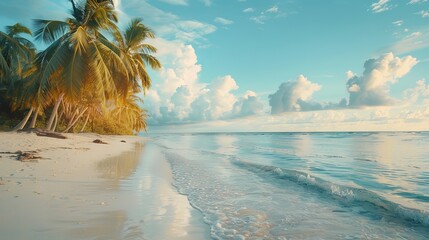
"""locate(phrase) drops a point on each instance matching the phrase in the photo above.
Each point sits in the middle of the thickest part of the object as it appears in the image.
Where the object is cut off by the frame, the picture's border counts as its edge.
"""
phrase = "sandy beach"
(83, 190)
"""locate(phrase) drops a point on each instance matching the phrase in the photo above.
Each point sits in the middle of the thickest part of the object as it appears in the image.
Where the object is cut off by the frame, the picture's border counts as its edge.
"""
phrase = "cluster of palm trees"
(90, 71)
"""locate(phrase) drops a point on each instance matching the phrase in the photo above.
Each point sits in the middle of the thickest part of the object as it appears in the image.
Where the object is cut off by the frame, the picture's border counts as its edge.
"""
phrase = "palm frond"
(49, 30)
(18, 29)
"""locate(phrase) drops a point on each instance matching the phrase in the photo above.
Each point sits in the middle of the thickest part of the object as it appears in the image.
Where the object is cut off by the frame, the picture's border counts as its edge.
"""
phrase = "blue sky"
(282, 65)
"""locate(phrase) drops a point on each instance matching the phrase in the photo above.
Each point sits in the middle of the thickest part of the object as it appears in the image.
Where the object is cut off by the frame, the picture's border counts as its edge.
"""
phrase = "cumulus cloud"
(179, 97)
(372, 88)
(424, 14)
(272, 9)
(410, 43)
(223, 21)
(293, 96)
(419, 92)
(247, 105)
(398, 23)
(271, 12)
(380, 6)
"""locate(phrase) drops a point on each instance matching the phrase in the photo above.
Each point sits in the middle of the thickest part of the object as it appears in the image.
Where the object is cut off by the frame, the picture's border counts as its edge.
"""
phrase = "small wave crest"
(345, 194)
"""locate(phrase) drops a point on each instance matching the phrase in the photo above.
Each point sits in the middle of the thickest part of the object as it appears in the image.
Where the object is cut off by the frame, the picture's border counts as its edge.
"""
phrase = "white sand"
(83, 190)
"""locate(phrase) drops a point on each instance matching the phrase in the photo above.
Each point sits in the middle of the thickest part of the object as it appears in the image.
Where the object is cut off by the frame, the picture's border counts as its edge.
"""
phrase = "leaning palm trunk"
(24, 121)
(75, 120)
(86, 121)
(54, 112)
(34, 118)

•••••

◆ Your goal ◆
Set down the material above as is, without any pictures.

◆ Response below ◆
"""locate(phrase) drops a point on each instance matching the phrase in the photo above.
Each point sits in the middle of the thickest part of the object as it appears in the image.
Where the object is cut off by the frame, the picture's border counts as its edge.
"""
phrase = "sandy beach"
(83, 190)
"""locate(phrase) drops a point on each instance matching the phrase in the photo above.
Each point sits in the middle of the thickest part of the object as it appears in the image.
Where the object is cut off by the frame, the picture's border counts as its edge.
"""
phrase = "cluster of palm trees"
(90, 71)
"""locate(phrase) drops a point on each instance matching the phrase in the photo above.
Each point sits in the middle of the thickest part of the object as it appears in the image.
Where the object is cut off by the frame, the picture's border counts as its edge.
"""
phrase = "palm frond"
(49, 30)
(18, 29)
"""locate(phrase) drops a point on each instance matching the phrase in the photo above.
Each point sits in the middle of the thickest part of the object as it appears in the image.
Where the object is cut off by the frame, the picture's border counts as its edge.
"""
phrase = "blue sky"
(282, 65)
"""locate(phrase) drops a point on each instance matching the phrase in the photo above.
Each point sits in the middle of the thickest part of the object as it appears in the image.
Where the object is cut off by the frame, the picture's border counts as its edge.
"""
phrase = "cumulus cloud"
(179, 97)
(372, 88)
(424, 14)
(272, 9)
(410, 43)
(223, 21)
(293, 96)
(419, 92)
(247, 105)
(398, 23)
(271, 12)
(380, 6)
"""locate(phrase) drops a point on each instance matching the phrase in the photo above.
Each point sits in the middle of the thickest part of the object as it appears in the image.
Where the object is cut off by the frame, the picture's border counts as its edge.
"""
phrase = "small wave crest"
(345, 194)
"""locate(phrase) drops a point on each instance matching the phrase in the photo above.
Each point sits in the middle of the thickest part of the object as it appears in the image.
Where the object is cut off by the frame, the picture's border counts as its edge.
"""
phrase = "white sand"
(83, 190)
"""locate(phrase) drops a point on each instance matching the phrase in the photo above.
Each point sits in the middle of the thickest part of the object as it appears in the image.
Where the object is cut off by the frame, the picture's border counts as its edge.
"""
phrase = "leaning palm trunk"
(24, 121)
(75, 120)
(86, 121)
(54, 112)
(34, 118)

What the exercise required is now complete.